**TASK OBJECTIVE**
Return the entries below verbatim. Pictures stay out.

--- Begin DATA TO PROCESS ---

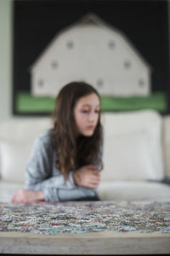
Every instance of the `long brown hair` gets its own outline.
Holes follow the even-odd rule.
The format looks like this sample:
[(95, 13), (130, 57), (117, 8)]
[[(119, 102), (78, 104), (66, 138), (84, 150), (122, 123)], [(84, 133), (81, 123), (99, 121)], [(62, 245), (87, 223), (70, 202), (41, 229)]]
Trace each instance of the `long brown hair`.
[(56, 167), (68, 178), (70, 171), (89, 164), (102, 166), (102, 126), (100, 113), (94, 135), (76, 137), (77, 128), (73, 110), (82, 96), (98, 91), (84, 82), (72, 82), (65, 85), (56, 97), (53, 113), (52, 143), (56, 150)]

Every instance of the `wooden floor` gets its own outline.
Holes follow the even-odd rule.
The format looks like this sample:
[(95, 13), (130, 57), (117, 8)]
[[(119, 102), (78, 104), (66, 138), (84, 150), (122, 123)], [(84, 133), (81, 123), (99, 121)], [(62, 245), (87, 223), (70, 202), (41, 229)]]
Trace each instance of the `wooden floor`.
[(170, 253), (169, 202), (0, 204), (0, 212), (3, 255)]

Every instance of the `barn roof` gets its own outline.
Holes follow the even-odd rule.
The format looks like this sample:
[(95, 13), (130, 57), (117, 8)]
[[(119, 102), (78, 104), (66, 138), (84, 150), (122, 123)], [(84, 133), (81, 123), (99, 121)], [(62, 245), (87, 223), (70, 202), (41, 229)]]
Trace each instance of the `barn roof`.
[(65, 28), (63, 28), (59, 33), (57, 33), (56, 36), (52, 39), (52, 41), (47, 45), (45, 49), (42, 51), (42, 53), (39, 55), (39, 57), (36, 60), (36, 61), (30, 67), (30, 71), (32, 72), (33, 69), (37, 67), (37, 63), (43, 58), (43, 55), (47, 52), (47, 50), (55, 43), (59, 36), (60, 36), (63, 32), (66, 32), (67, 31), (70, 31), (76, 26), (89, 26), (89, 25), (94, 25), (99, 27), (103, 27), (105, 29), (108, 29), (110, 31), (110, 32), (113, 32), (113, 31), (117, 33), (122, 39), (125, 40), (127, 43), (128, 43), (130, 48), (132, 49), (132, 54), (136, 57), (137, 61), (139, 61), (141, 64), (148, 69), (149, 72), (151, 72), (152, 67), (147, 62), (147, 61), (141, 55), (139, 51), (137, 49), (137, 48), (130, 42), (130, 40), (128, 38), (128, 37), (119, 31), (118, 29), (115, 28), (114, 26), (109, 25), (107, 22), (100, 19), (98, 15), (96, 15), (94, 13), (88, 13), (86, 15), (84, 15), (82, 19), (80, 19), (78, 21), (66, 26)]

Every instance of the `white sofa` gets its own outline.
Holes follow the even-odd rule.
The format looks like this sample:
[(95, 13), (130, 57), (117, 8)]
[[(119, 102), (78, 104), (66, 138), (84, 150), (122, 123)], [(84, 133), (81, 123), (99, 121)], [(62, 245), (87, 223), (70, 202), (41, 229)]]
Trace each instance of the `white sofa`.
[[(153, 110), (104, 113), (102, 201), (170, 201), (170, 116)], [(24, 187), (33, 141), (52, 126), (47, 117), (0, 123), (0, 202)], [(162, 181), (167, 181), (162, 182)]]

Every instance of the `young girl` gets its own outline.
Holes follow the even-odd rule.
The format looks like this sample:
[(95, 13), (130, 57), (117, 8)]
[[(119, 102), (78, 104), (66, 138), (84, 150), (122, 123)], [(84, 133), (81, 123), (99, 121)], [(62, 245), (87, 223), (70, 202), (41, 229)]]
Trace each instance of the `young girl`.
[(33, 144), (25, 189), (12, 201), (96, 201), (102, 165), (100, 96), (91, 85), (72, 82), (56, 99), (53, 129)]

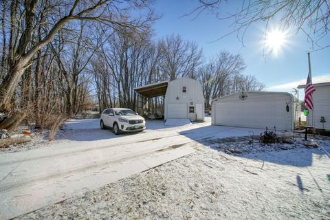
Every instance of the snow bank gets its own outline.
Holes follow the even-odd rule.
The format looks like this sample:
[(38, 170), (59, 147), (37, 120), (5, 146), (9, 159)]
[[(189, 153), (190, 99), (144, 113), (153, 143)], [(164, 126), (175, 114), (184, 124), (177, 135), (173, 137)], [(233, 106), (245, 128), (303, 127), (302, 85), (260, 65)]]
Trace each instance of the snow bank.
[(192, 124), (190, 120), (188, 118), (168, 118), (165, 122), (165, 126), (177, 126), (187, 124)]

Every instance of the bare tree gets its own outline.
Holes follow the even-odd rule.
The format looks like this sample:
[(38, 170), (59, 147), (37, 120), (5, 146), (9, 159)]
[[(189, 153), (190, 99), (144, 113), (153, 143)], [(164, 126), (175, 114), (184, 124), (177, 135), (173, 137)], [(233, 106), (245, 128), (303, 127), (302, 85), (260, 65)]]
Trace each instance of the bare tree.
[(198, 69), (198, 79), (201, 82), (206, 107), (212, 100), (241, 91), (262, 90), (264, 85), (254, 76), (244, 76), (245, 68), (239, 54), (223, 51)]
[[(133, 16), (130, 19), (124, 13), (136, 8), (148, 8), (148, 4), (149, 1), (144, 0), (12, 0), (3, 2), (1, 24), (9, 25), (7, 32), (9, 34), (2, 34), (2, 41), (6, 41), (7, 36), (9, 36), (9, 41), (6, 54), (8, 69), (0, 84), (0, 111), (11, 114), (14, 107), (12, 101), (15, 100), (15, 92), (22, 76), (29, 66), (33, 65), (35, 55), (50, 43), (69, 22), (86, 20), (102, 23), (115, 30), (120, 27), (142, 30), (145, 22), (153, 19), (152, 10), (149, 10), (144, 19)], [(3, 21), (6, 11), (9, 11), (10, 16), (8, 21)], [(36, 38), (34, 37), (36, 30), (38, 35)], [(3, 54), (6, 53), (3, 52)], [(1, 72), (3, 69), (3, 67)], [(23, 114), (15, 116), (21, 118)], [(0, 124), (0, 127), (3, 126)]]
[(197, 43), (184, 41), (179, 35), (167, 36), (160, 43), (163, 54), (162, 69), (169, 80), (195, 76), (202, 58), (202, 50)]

--- End DATA TO PROCESS ---

**OUTPUT FOR THIS EXERCISE**
Every instance of the `long brown hair` gets its own outline.
Holes follow the even-odd rule.
The format looks like this sample:
[(95, 13), (130, 57), (117, 8)]
[[(119, 102), (78, 104), (66, 138), (84, 150), (122, 123)], [(84, 133), (81, 123), (99, 121)], [(62, 245), (87, 223), (70, 202), (41, 229)]]
Trace each instance of the `long brown hair`.
[(56, 167), (68, 178), (70, 171), (89, 164), (102, 166), (102, 126), (100, 113), (94, 135), (76, 137), (77, 128), (73, 110), (82, 96), (98, 91), (84, 82), (72, 82), (65, 85), (56, 97), (53, 113), (52, 143), (56, 150)]

Every instance of the `wooden floor` gets its own outline.
Holes follow the even-odd rule.
The format looks like this sample:
[(95, 13), (130, 57), (117, 8)]
[[(119, 102), (78, 104), (66, 138), (84, 150), (122, 123)], [(84, 133), (81, 123), (99, 121)], [(62, 245), (87, 223), (70, 202), (41, 229)]]
Trace each instance of the `wooden floor`.
[(170, 253), (169, 202), (0, 204), (0, 212), (3, 255)]

Every instance of the `barn roof` gets its own outline.
Holes follow the even-odd rule.
The format looks like this sample:
[(95, 13), (130, 57), (117, 8)]
[[(119, 102), (78, 104), (66, 138), (84, 150), (122, 123)], [(84, 133), (81, 123), (99, 121)], [(62, 245), (87, 223), (70, 202), (41, 229)]]
Trace each instance of the `barn roof`.
[(65, 28), (63, 28), (59, 33), (57, 33), (56, 36), (52, 39), (52, 41), (47, 45), (45, 49), (42, 51), (42, 53), (39, 55), (39, 57), (36, 60), (36, 61), (30, 67), (30, 71), (32, 72), (33, 69), (37, 67), (37, 63), (43, 58), (43, 55), (47, 52), (47, 50), (55, 43), (59, 36), (60, 36), (63, 32), (66, 32), (67, 31), (70, 31), (76, 26), (89, 26), (89, 25), (94, 25), (99, 27), (103, 27), (105, 29), (108, 29), (110, 31), (110, 32), (113, 32), (113, 31), (117, 33), (122, 39), (125, 40), (127, 43), (128, 43), (130, 48), (132, 49), (132, 54), (136, 57), (137, 61), (139, 61), (141, 64), (148, 69), (149, 72), (151, 72), (152, 67), (147, 62), (147, 61), (141, 55), (139, 51), (137, 49), (137, 48), (130, 42), (130, 40), (128, 38), (128, 37), (119, 31), (118, 29), (115, 28), (114, 26), (109, 25), (107, 22), (100, 19), (98, 15), (96, 15), (94, 13), (88, 13), (86, 15), (84, 15), (82, 19), (80, 19), (78, 21), (66, 26)]

Every instance of the `white sofa` gets its own outline.
Holes follow the even-odd rule.
The format looks like this sample:
[(95, 13), (130, 57), (117, 8)]
[[(119, 102), (78, 104), (66, 138), (84, 150), (122, 123)], [(84, 133), (81, 123), (99, 121)], [(62, 245), (87, 223), (70, 202), (41, 229)]]
Trace each instance of the `white sofa`.
[[(153, 110), (104, 113), (102, 201), (170, 201), (170, 116)], [(24, 187), (33, 141), (52, 126), (47, 117), (0, 123), (0, 202)], [(162, 181), (167, 181), (162, 182)]]

Every instance of the `young girl` gets its own outline.
Holes follow the even-odd rule.
The format looks like this sample:
[(95, 13), (130, 57), (117, 8)]
[[(119, 102), (78, 104), (66, 138), (84, 150), (122, 123)], [(84, 133), (81, 123), (99, 121)], [(62, 245), (87, 223), (70, 202), (41, 229)]]
Trace each instance of the `young girl`.
[(33, 144), (25, 189), (12, 201), (96, 201), (102, 165), (100, 96), (91, 85), (72, 82), (56, 99), (53, 129)]

Every instance of the snow bank gets its own outline.
Holes follow the even-odd rule.
The format looks like this sample:
[(38, 170), (59, 147), (37, 120), (5, 146), (9, 159)]
[[(189, 153), (190, 99), (144, 113), (153, 143)], [(164, 126), (175, 114), (184, 124), (177, 135), (173, 137)], [(233, 106), (245, 128), (303, 127), (302, 85), (260, 65)]]
Trace each instance of the snow bank.
[(192, 124), (190, 120), (188, 118), (168, 118), (165, 122), (165, 126), (177, 126), (187, 124)]

Every instance of the bare tree gets its own outline.
Holes follow the even-odd rule.
The format looks like this sample:
[(38, 170), (59, 147), (37, 120), (5, 146), (9, 159)]
[[(189, 153), (190, 99), (144, 113), (153, 143)], [(164, 126), (175, 114), (184, 124), (177, 135), (173, 137)], [(233, 106), (245, 128), (303, 127), (302, 85), (260, 65)]]
Trace each instance of the bare tree.
[(198, 69), (198, 79), (201, 82), (206, 107), (212, 100), (241, 91), (262, 90), (264, 85), (254, 76), (244, 76), (245, 68), (239, 54), (223, 51)]
[[(133, 16), (130, 19), (124, 13), (136, 8), (148, 8), (148, 4), (149, 1), (144, 0), (12, 0), (3, 2), (1, 24), (9, 25), (7, 32), (9, 34), (2, 34), (2, 41), (6, 41), (7, 36), (9, 36), (9, 41), (6, 54), (8, 69), (0, 84), (0, 111), (11, 114), (14, 107), (12, 101), (15, 100), (15, 92), (22, 76), (29, 66), (33, 65), (35, 55), (50, 43), (69, 22), (86, 20), (102, 23), (115, 30), (120, 27), (142, 30), (145, 22), (153, 19), (152, 10), (149, 10), (144, 19)], [(3, 21), (6, 11), (9, 11), (10, 16), (8, 21)], [(36, 38), (34, 37), (36, 30), (38, 35)], [(3, 54), (6, 53), (3, 52)], [(1, 72), (3, 69), (3, 67)], [(23, 114), (15, 116), (21, 118)], [(0, 124), (0, 127), (3, 126)]]
[(197, 43), (184, 41), (179, 35), (167, 36), (160, 43), (163, 54), (162, 69), (169, 80), (195, 76), (202, 58), (202, 50)]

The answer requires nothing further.